╭─ Reading text

Bilibili Eyes Up to $3.2 Billion in Hong Kong Listing
(Bloomberg) -- Video streaming platform Bilibili Inc. is looking to raise as much as $3.2 billion in a second listing in Hong Kong, as the trend of Chinese companies seeking trading footholds in the city gathers pace.
Nasdaq-listed Bilibili is selling 25 million shares in the offering, according to a statement. It has set a maximum price of HK$988 for the portion of the deal reserved for Hong Kong’s retail investors, which represents a premium of 12.3% to its closing price in the U.S. on Tuesday.
Bilibili is joining a rapidly-expanding group of Chinese companies looking to sell shares in Hong Kong, pressured by tensions between China and the U.S. and beckoned by the Asian financial center’s hot market for new listings.
Such share sales gathered pace last year, with some $17 billion raised from the likes of JD.com Inc. and NetEase Inc. More U.S.-traded mainland firms, including Tencent Music Entertainment Group, are planning listings in Hong Kong.
Bilibili plans to price the offering on March 23. Morgan Stanley, Goldman Sachs Group Inc., JPMorgan Chase & Co. and UBS Group AG are leading the deal. Shares are expected to start trading on March 29, according to an emailed statement.
The company, whose backers include Tencent Holdings Ltd., Alibaba Group Holding Ltd. and Sony Corp., started in 2009 as a website serving up Japanese animation to eager young viewers in China. It broadened its offering to incorporate anime as well as comics and mobile video games, generating revenue from advertising, live-streaming and premium memberships.

╰─

Tasks to perform:
1. According to the article on Bilibili's Hong Kong listing, what is driving Chinese companies like Bilibili to sell shares in Hong Kong? Answer in one to three sentences.
2. Answer these questions from the article on Bilibili's Hong Kong listing, one per line:
(a) How many shares is Bilibili selling in the offering?
(b) On what date are the shares expected to start trading?
(c) In what year did the company start?

╭─ Extracted entries

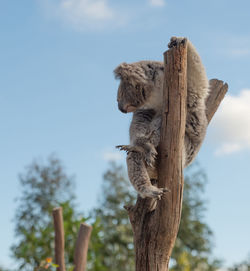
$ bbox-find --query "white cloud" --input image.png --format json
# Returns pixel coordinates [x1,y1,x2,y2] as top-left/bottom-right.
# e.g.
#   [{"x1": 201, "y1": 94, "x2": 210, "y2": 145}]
[
  {"x1": 102, "y1": 151, "x2": 122, "y2": 161},
  {"x1": 211, "y1": 89, "x2": 250, "y2": 155},
  {"x1": 39, "y1": 0, "x2": 125, "y2": 30},
  {"x1": 149, "y1": 0, "x2": 165, "y2": 7},
  {"x1": 59, "y1": 0, "x2": 114, "y2": 23},
  {"x1": 228, "y1": 48, "x2": 250, "y2": 57}
]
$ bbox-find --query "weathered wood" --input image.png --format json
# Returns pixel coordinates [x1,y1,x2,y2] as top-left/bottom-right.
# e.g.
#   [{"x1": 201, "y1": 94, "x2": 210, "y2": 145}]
[
  {"x1": 74, "y1": 223, "x2": 92, "y2": 271},
  {"x1": 125, "y1": 44, "x2": 228, "y2": 271},
  {"x1": 53, "y1": 207, "x2": 66, "y2": 271},
  {"x1": 127, "y1": 38, "x2": 187, "y2": 271},
  {"x1": 206, "y1": 79, "x2": 228, "y2": 122}
]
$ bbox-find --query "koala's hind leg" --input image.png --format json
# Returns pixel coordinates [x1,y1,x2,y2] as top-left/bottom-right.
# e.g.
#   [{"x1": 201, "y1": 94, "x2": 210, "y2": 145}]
[{"x1": 127, "y1": 152, "x2": 168, "y2": 199}]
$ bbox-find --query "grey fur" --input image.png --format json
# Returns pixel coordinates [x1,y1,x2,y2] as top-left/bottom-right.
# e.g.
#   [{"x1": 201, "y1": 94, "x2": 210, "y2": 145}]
[{"x1": 114, "y1": 38, "x2": 209, "y2": 199}]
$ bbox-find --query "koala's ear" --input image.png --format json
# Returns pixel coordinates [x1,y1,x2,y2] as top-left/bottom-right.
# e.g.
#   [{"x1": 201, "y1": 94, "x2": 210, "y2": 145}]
[{"x1": 114, "y1": 62, "x2": 129, "y2": 80}]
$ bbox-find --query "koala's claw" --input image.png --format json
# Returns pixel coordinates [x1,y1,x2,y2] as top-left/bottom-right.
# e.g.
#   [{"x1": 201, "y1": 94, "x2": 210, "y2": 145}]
[
  {"x1": 116, "y1": 145, "x2": 141, "y2": 153},
  {"x1": 145, "y1": 149, "x2": 157, "y2": 167},
  {"x1": 168, "y1": 37, "x2": 187, "y2": 48},
  {"x1": 140, "y1": 185, "x2": 169, "y2": 200}
]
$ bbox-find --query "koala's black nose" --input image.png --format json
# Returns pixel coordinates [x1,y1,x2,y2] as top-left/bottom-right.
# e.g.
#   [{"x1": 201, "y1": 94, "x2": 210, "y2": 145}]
[{"x1": 118, "y1": 103, "x2": 127, "y2": 113}]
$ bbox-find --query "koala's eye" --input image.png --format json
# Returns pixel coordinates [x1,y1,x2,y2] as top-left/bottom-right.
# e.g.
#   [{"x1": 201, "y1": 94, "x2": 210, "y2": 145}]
[{"x1": 142, "y1": 88, "x2": 146, "y2": 100}]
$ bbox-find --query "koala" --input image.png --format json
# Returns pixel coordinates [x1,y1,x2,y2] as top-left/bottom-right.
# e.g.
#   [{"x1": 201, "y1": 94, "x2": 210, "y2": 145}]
[{"x1": 114, "y1": 37, "x2": 209, "y2": 199}]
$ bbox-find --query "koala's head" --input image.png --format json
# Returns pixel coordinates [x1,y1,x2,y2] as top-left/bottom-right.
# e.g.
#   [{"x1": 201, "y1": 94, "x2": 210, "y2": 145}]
[{"x1": 114, "y1": 62, "x2": 152, "y2": 113}]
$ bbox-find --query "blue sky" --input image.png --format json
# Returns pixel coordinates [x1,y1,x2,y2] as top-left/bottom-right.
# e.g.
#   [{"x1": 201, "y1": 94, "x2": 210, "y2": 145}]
[{"x1": 0, "y1": 0, "x2": 250, "y2": 266}]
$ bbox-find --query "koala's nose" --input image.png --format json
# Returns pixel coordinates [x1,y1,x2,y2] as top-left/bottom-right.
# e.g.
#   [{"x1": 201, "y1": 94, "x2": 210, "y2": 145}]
[{"x1": 118, "y1": 103, "x2": 127, "y2": 113}]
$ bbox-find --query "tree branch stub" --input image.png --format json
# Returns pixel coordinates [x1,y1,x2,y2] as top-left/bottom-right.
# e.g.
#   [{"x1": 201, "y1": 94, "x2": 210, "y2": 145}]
[
  {"x1": 74, "y1": 223, "x2": 92, "y2": 271},
  {"x1": 53, "y1": 207, "x2": 66, "y2": 271}
]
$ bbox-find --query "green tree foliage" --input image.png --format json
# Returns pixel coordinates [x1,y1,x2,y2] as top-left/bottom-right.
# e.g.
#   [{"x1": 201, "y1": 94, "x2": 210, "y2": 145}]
[
  {"x1": 11, "y1": 157, "x2": 90, "y2": 271},
  {"x1": 93, "y1": 164, "x2": 219, "y2": 271},
  {"x1": 90, "y1": 164, "x2": 135, "y2": 271},
  {"x1": 12, "y1": 157, "x2": 221, "y2": 271},
  {"x1": 228, "y1": 255, "x2": 250, "y2": 271},
  {"x1": 172, "y1": 163, "x2": 220, "y2": 271}
]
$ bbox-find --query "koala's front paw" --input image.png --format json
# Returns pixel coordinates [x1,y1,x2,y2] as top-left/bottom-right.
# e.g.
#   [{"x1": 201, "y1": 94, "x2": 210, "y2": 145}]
[
  {"x1": 139, "y1": 185, "x2": 169, "y2": 200},
  {"x1": 168, "y1": 37, "x2": 187, "y2": 48},
  {"x1": 116, "y1": 145, "x2": 143, "y2": 153},
  {"x1": 145, "y1": 145, "x2": 157, "y2": 167}
]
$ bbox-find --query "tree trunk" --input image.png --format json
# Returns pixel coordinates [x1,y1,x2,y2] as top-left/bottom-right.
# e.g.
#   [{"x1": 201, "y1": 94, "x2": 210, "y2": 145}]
[
  {"x1": 125, "y1": 39, "x2": 228, "y2": 271},
  {"x1": 53, "y1": 207, "x2": 66, "y2": 271}
]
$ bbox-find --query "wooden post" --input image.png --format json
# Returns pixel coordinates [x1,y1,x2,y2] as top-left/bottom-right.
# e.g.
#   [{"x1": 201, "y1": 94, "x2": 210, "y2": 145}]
[
  {"x1": 53, "y1": 207, "x2": 66, "y2": 271},
  {"x1": 125, "y1": 41, "x2": 228, "y2": 271},
  {"x1": 127, "y1": 40, "x2": 187, "y2": 271},
  {"x1": 74, "y1": 223, "x2": 92, "y2": 271}
]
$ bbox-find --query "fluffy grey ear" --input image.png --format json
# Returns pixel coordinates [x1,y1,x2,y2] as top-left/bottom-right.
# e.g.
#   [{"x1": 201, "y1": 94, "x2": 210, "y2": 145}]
[
  {"x1": 114, "y1": 62, "x2": 129, "y2": 80},
  {"x1": 114, "y1": 62, "x2": 148, "y2": 84}
]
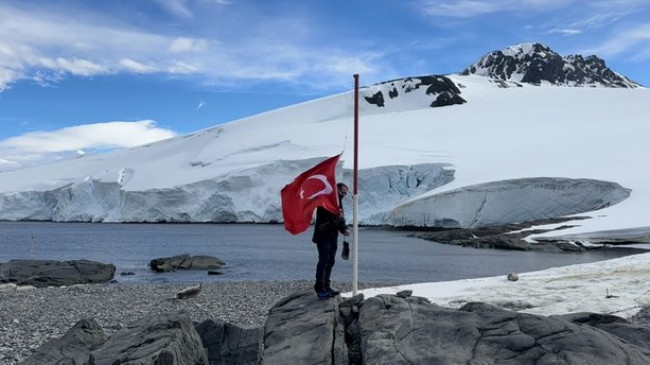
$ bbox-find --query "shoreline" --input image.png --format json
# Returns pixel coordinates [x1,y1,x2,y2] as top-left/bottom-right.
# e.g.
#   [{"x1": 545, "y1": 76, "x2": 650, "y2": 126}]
[{"x1": 0, "y1": 280, "x2": 382, "y2": 365}]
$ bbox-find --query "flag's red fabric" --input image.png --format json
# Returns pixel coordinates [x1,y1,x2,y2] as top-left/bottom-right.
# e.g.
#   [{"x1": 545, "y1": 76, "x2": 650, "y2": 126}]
[{"x1": 280, "y1": 155, "x2": 341, "y2": 234}]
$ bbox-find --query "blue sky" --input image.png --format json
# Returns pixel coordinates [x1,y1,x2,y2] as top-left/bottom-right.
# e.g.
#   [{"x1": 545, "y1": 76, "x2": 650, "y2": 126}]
[{"x1": 0, "y1": 0, "x2": 650, "y2": 171}]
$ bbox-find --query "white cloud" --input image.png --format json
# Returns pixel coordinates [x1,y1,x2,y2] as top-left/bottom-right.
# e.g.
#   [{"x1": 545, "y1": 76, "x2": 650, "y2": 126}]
[
  {"x1": 549, "y1": 28, "x2": 582, "y2": 36},
  {"x1": 0, "y1": 120, "x2": 176, "y2": 171},
  {"x1": 0, "y1": 0, "x2": 387, "y2": 91},
  {"x1": 419, "y1": 0, "x2": 576, "y2": 18},
  {"x1": 120, "y1": 58, "x2": 159, "y2": 73},
  {"x1": 588, "y1": 23, "x2": 650, "y2": 60},
  {"x1": 169, "y1": 37, "x2": 208, "y2": 53},
  {"x1": 0, "y1": 120, "x2": 176, "y2": 153},
  {"x1": 156, "y1": 0, "x2": 193, "y2": 18}
]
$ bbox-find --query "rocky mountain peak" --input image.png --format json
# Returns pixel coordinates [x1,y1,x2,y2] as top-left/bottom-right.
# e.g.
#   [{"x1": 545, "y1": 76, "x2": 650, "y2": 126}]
[{"x1": 461, "y1": 43, "x2": 641, "y2": 88}]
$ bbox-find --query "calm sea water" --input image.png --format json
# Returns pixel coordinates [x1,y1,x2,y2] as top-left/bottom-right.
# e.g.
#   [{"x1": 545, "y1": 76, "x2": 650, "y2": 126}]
[{"x1": 0, "y1": 222, "x2": 633, "y2": 283}]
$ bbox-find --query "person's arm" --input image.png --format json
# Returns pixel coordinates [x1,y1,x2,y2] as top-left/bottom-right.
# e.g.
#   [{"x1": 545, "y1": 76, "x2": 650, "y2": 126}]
[{"x1": 336, "y1": 215, "x2": 350, "y2": 236}]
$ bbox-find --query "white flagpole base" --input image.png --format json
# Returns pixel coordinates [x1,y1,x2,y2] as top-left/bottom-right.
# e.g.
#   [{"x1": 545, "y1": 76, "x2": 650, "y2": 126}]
[{"x1": 352, "y1": 194, "x2": 359, "y2": 296}]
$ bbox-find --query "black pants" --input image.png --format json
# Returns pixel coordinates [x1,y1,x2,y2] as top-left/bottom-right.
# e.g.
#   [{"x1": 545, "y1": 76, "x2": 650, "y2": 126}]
[{"x1": 314, "y1": 240, "x2": 338, "y2": 292}]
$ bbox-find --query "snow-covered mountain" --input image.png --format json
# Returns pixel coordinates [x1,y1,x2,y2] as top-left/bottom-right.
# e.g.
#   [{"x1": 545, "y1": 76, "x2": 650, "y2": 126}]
[
  {"x1": 0, "y1": 44, "x2": 650, "y2": 241},
  {"x1": 461, "y1": 43, "x2": 641, "y2": 88}
]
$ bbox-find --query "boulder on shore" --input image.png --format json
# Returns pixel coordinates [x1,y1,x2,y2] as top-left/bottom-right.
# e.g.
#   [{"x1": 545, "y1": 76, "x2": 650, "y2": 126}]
[
  {"x1": 0, "y1": 260, "x2": 115, "y2": 288},
  {"x1": 26, "y1": 291, "x2": 650, "y2": 365},
  {"x1": 149, "y1": 254, "x2": 226, "y2": 272}
]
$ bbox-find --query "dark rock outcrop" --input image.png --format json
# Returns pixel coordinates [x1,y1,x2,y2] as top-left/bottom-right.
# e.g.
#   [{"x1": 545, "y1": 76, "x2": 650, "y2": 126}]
[
  {"x1": 461, "y1": 43, "x2": 641, "y2": 88},
  {"x1": 91, "y1": 313, "x2": 208, "y2": 365},
  {"x1": 0, "y1": 260, "x2": 115, "y2": 288},
  {"x1": 28, "y1": 291, "x2": 650, "y2": 365},
  {"x1": 149, "y1": 254, "x2": 226, "y2": 272},
  {"x1": 196, "y1": 320, "x2": 264, "y2": 365},
  {"x1": 21, "y1": 319, "x2": 108, "y2": 365},
  {"x1": 263, "y1": 291, "x2": 348, "y2": 364},
  {"x1": 365, "y1": 75, "x2": 467, "y2": 108}
]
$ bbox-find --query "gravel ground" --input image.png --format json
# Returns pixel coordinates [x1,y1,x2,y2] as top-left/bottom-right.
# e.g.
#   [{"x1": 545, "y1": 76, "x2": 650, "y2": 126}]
[
  {"x1": 5, "y1": 280, "x2": 650, "y2": 365},
  {"x1": 0, "y1": 281, "x2": 388, "y2": 365}
]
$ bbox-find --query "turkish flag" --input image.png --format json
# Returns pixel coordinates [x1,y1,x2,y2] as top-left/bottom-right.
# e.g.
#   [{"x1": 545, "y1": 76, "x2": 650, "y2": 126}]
[{"x1": 280, "y1": 155, "x2": 341, "y2": 234}]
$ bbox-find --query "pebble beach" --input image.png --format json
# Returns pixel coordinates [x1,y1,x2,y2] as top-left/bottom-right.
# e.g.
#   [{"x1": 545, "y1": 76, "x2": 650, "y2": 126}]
[{"x1": 0, "y1": 280, "x2": 374, "y2": 365}]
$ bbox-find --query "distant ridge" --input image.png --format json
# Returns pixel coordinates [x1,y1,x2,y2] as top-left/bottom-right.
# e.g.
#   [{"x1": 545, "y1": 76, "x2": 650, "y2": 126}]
[{"x1": 460, "y1": 43, "x2": 641, "y2": 88}]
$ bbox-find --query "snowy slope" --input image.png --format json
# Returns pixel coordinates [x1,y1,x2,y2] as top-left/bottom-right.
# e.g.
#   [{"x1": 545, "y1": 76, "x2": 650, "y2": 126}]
[{"x1": 0, "y1": 47, "x2": 650, "y2": 241}]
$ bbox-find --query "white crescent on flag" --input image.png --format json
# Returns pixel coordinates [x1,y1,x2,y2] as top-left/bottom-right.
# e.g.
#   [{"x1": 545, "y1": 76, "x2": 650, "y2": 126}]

╰─

Your responses:
1. Tensions between China and the U.S. are pushing them, and Hong Kong's hot market for new listings is drawing them in.

2.
(a) 25 million shares
(b) March 29
(c) 2009